[INPUT FOR THIS TASK Boundary: Start]

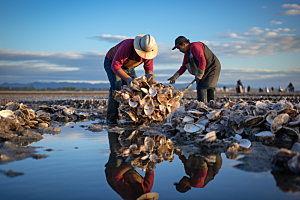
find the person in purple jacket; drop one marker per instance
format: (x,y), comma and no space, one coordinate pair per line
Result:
(119,64)
(200,62)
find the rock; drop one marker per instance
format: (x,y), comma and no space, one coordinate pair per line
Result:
(296,147)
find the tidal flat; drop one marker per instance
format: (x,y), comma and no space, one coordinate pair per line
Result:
(71,157)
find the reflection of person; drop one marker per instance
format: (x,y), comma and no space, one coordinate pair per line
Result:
(130,184)
(123,178)
(200,62)
(239,86)
(199,170)
(291,87)
(119,64)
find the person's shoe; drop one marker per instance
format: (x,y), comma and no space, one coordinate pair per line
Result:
(111,122)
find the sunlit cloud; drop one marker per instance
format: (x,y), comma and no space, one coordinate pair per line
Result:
(295,6)
(275,22)
(110,38)
(290,12)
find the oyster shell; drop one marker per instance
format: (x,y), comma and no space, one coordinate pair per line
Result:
(244,143)
(209,137)
(253,121)
(279,121)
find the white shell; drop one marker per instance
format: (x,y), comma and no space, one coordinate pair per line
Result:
(270,116)
(196,113)
(192,128)
(209,137)
(213,115)
(244,143)
(7,114)
(152,92)
(188,119)
(145,90)
(265,134)
(153,157)
(279,121)
(149,108)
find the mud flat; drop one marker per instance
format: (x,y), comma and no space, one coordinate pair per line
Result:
(50,109)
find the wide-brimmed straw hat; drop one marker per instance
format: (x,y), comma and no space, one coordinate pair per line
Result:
(145,46)
(151,195)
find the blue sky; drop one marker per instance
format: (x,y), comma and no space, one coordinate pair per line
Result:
(66,40)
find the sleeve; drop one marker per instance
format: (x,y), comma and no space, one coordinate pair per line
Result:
(183,67)
(197,49)
(148,65)
(121,56)
(184,161)
(148,182)
(123,188)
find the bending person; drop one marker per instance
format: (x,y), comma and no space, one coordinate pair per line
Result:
(119,64)
(200,62)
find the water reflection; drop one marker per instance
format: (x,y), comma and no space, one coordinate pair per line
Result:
(122,176)
(200,170)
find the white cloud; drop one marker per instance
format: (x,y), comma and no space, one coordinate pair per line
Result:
(295,6)
(231,35)
(110,38)
(290,12)
(275,22)
(270,34)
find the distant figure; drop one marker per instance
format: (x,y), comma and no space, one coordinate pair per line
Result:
(291,87)
(224,88)
(267,89)
(239,87)
(280,89)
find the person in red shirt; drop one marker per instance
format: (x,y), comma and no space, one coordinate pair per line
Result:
(119,64)
(200,62)
(199,171)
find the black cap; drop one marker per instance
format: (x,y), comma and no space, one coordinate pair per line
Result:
(179,40)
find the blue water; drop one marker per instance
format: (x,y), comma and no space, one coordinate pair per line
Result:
(75,170)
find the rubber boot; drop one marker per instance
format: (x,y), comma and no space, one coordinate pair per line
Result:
(112,109)
(211,95)
(202,95)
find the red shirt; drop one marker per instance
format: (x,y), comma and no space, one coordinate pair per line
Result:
(126,192)
(197,176)
(123,53)
(197,49)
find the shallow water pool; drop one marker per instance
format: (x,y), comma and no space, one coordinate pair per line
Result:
(75,169)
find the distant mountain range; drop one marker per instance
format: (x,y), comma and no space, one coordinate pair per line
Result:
(42,85)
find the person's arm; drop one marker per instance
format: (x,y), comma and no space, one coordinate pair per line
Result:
(148,181)
(148,66)
(120,57)
(197,49)
(182,69)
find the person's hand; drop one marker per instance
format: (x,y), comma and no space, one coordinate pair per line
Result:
(131,82)
(151,166)
(199,74)
(178,152)
(173,78)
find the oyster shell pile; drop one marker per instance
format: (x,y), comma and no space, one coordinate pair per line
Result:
(23,116)
(148,102)
(229,119)
(287,160)
(144,148)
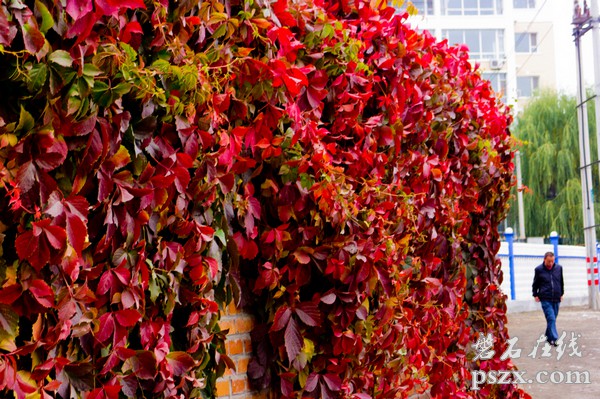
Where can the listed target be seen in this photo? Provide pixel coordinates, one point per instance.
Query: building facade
(511, 40)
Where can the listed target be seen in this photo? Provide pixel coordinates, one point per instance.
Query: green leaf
(102, 94)
(61, 57)
(91, 70)
(9, 322)
(161, 65)
(122, 89)
(47, 20)
(221, 30)
(37, 77)
(220, 234)
(26, 122)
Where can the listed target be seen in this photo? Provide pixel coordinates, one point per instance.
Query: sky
(562, 14)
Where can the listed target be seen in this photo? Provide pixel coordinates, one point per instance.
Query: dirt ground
(551, 377)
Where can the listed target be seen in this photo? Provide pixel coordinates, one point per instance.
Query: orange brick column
(238, 345)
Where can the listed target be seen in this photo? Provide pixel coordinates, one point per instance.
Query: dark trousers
(551, 312)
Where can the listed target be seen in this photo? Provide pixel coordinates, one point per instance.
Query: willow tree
(550, 162)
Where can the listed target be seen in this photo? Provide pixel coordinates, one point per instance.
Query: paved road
(579, 322)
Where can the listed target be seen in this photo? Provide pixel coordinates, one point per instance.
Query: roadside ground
(554, 375)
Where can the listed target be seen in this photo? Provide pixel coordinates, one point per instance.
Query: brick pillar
(238, 345)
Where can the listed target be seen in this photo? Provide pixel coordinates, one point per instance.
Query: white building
(513, 41)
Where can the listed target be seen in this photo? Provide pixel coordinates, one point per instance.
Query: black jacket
(548, 285)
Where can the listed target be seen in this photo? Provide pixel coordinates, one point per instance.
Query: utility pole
(583, 22)
(522, 235)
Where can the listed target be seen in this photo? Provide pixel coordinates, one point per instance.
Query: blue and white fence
(525, 258)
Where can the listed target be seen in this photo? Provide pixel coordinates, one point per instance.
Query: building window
(425, 7)
(526, 42)
(498, 82)
(527, 85)
(524, 3)
(471, 7)
(485, 44)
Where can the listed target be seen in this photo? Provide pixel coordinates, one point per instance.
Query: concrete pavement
(560, 373)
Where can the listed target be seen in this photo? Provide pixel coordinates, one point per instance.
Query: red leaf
(247, 248)
(302, 257)
(282, 318)
(42, 293)
(77, 8)
(10, 293)
(52, 151)
(309, 313)
(293, 340)
(131, 4)
(143, 365)
(106, 327)
(180, 362)
(127, 317)
(333, 381)
(38, 245)
(82, 27)
(33, 39)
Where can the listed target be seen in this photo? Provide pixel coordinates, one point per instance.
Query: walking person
(548, 289)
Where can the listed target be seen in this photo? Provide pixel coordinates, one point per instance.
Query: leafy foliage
(548, 131)
(320, 162)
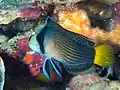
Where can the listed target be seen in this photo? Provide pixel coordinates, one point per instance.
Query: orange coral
(77, 21)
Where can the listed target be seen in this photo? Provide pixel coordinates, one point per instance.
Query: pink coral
(35, 10)
(23, 44)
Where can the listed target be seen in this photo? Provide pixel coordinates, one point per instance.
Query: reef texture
(29, 16)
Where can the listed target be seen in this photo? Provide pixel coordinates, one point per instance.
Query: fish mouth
(76, 68)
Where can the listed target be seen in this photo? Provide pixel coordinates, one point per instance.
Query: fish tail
(49, 66)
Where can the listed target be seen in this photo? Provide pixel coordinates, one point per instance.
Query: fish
(2, 74)
(74, 51)
(99, 14)
(106, 25)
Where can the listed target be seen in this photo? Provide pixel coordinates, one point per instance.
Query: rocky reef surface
(16, 24)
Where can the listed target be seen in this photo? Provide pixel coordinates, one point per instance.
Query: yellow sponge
(104, 55)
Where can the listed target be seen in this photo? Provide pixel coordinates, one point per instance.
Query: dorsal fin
(73, 36)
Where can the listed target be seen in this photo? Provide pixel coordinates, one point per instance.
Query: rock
(108, 2)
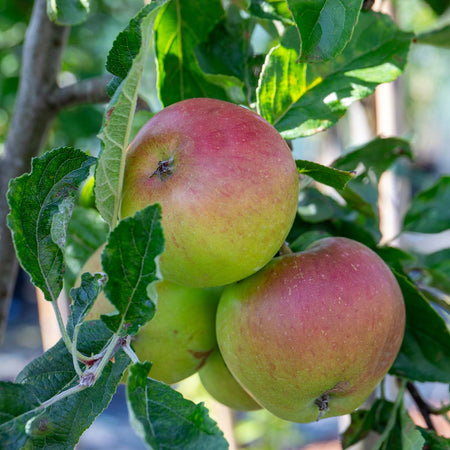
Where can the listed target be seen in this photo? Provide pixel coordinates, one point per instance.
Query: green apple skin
(181, 335)
(314, 332)
(227, 184)
(222, 386)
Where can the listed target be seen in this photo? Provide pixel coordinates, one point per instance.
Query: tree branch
(424, 408)
(87, 91)
(41, 61)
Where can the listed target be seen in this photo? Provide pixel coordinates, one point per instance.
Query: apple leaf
(325, 26)
(439, 261)
(86, 232)
(127, 59)
(425, 351)
(228, 51)
(377, 156)
(54, 180)
(26, 423)
(327, 175)
(434, 441)
(429, 211)
(377, 53)
(271, 10)
(83, 298)
(390, 421)
(164, 419)
(439, 6)
(182, 26)
(439, 37)
(130, 256)
(68, 12)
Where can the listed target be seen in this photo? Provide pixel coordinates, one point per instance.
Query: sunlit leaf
(180, 28)
(68, 12)
(130, 50)
(323, 174)
(377, 53)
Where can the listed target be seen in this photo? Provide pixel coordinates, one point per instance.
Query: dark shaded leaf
(129, 261)
(434, 441)
(164, 419)
(429, 211)
(25, 424)
(83, 298)
(41, 204)
(439, 37)
(425, 351)
(86, 232)
(378, 155)
(438, 6)
(325, 26)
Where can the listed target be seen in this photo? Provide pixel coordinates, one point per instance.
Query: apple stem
(285, 249)
(164, 169)
(322, 403)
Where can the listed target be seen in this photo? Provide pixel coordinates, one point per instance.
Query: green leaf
(281, 84)
(180, 28)
(439, 261)
(323, 174)
(228, 51)
(36, 199)
(434, 441)
(271, 10)
(377, 53)
(439, 37)
(86, 232)
(83, 298)
(429, 211)
(129, 261)
(390, 420)
(368, 163)
(25, 423)
(425, 351)
(325, 26)
(117, 127)
(439, 6)
(364, 421)
(68, 12)
(377, 156)
(164, 419)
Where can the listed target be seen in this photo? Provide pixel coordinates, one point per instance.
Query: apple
(181, 335)
(227, 184)
(313, 332)
(222, 386)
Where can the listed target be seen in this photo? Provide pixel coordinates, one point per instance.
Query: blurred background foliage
(424, 90)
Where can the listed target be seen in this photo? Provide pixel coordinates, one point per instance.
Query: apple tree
(299, 65)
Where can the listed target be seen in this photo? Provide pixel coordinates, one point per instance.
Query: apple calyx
(164, 169)
(322, 401)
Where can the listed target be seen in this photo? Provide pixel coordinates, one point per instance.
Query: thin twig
(424, 408)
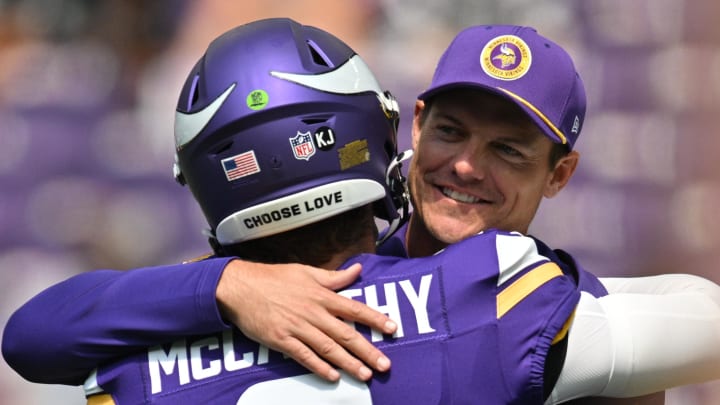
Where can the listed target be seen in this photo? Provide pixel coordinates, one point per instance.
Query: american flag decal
(240, 165)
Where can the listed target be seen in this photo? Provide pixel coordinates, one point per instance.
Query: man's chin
(452, 231)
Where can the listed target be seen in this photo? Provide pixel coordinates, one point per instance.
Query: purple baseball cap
(521, 65)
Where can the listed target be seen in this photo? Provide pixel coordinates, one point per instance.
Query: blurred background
(88, 90)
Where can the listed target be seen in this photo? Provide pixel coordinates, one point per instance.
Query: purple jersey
(475, 323)
(586, 281)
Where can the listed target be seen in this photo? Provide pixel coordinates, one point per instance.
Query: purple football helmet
(280, 125)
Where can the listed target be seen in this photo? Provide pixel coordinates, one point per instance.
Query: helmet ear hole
(194, 93)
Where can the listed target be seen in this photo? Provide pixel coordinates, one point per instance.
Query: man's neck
(366, 245)
(419, 241)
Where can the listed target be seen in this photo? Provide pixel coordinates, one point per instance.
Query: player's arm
(67, 330)
(64, 332)
(629, 344)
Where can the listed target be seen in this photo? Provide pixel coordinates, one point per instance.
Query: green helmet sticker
(257, 99)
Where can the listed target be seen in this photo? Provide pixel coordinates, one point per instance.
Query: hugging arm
(63, 333)
(630, 344)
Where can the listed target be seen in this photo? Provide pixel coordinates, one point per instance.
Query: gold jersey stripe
(101, 399)
(563, 332)
(522, 287)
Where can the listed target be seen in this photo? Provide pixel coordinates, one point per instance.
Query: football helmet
(279, 125)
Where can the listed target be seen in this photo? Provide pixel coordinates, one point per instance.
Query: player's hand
(293, 308)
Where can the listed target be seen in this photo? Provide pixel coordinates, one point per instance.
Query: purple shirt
(475, 325)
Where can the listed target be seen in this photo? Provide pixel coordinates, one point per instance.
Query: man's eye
(508, 150)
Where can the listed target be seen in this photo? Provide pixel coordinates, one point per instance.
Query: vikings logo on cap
(506, 57)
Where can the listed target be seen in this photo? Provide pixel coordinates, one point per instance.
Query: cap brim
(531, 112)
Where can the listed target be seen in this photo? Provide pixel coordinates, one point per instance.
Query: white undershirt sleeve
(630, 344)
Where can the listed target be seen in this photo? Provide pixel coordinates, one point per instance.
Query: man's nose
(471, 163)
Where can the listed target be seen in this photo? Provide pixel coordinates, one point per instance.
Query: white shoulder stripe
(515, 253)
(91, 386)
(188, 126)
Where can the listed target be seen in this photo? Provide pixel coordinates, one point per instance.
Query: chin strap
(400, 193)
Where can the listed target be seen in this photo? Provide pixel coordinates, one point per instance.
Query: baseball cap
(522, 66)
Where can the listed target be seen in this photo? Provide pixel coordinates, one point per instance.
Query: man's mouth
(458, 196)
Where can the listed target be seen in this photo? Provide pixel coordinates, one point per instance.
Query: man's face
(479, 163)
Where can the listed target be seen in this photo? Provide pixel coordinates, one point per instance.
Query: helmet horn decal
(352, 77)
(188, 126)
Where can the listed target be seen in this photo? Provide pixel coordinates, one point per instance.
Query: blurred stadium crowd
(88, 90)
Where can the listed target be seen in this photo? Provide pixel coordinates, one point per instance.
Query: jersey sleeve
(535, 302)
(63, 333)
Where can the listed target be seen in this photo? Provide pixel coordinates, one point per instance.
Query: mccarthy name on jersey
(474, 322)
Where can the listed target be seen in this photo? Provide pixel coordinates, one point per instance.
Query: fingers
(350, 309)
(336, 280)
(332, 348)
(309, 359)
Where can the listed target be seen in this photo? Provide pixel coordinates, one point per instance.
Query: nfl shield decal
(302, 145)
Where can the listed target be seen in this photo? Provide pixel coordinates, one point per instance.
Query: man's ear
(419, 107)
(561, 174)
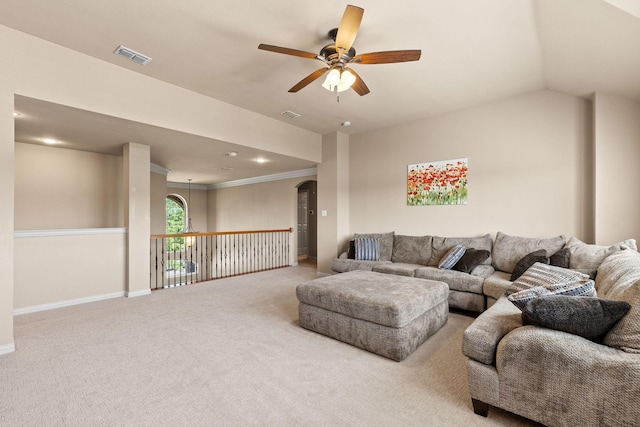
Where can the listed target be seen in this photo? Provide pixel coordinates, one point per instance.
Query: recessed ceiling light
(290, 114)
(132, 55)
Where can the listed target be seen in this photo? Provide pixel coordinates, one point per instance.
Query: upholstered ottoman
(385, 314)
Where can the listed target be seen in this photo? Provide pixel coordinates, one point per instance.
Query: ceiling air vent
(132, 55)
(290, 114)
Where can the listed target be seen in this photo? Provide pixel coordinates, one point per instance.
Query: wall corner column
(7, 155)
(137, 191)
(333, 199)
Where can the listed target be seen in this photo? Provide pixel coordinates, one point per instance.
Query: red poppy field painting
(437, 183)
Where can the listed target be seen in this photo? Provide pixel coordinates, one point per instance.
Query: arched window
(176, 214)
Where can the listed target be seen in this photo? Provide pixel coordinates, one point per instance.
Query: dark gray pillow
(352, 250)
(587, 317)
(527, 261)
(561, 258)
(471, 259)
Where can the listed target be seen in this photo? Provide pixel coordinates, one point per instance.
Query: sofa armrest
(481, 338)
(483, 270)
(584, 381)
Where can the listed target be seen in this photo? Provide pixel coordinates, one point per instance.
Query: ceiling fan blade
(348, 28)
(287, 51)
(359, 86)
(310, 78)
(387, 57)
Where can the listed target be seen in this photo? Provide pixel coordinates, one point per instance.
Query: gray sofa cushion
(527, 261)
(496, 285)
(411, 249)
(342, 265)
(456, 280)
(508, 250)
(441, 245)
(385, 241)
(481, 338)
(588, 317)
(619, 279)
(471, 259)
(587, 258)
(397, 268)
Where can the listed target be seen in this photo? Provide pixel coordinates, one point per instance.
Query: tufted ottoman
(383, 313)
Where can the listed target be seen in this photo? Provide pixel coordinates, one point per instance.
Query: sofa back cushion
(587, 258)
(441, 245)
(411, 249)
(618, 279)
(508, 250)
(385, 243)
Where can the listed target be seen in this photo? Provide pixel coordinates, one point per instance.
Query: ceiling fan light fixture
(339, 80)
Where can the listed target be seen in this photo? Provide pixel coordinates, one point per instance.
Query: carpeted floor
(228, 353)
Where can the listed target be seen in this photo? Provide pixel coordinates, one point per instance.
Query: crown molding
(159, 169)
(171, 184)
(266, 178)
(68, 232)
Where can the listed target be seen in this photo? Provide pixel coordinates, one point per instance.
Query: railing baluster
(180, 260)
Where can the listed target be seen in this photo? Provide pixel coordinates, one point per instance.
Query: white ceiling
(473, 52)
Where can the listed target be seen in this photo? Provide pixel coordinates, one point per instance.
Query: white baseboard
(67, 303)
(138, 293)
(7, 348)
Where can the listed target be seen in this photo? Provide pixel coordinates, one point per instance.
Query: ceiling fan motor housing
(332, 57)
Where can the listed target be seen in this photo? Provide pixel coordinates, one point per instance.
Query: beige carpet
(227, 352)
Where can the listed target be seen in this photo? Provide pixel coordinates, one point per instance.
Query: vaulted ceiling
(473, 51)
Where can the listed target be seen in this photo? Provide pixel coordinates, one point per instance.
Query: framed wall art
(437, 183)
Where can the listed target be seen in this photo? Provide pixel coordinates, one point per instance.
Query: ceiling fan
(341, 53)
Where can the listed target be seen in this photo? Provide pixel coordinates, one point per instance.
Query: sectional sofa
(560, 360)
(484, 272)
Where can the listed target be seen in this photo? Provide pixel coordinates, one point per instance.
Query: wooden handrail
(219, 233)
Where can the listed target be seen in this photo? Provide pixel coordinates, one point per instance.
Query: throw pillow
(521, 298)
(587, 317)
(367, 249)
(441, 245)
(540, 274)
(471, 259)
(561, 258)
(411, 249)
(582, 288)
(587, 258)
(527, 261)
(352, 250)
(385, 242)
(507, 250)
(451, 257)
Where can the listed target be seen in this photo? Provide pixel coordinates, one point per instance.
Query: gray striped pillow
(452, 257)
(367, 249)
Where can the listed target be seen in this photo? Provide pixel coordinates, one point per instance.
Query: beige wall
(617, 151)
(7, 148)
(46, 71)
(72, 266)
(529, 160)
(158, 203)
(58, 188)
(263, 206)
(333, 198)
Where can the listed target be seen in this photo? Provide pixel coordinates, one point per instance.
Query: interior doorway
(307, 220)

[INPUT FOR THIS TASK Boundary: End]

TRY IT => Whenever a line of the material holds the word "water", copy it out.

WRITTEN ANSWER =>
find the water reflection; drop one marker per instance
find the blue water; drop one marker per instance
find the shallow water pool; drop one marker per instance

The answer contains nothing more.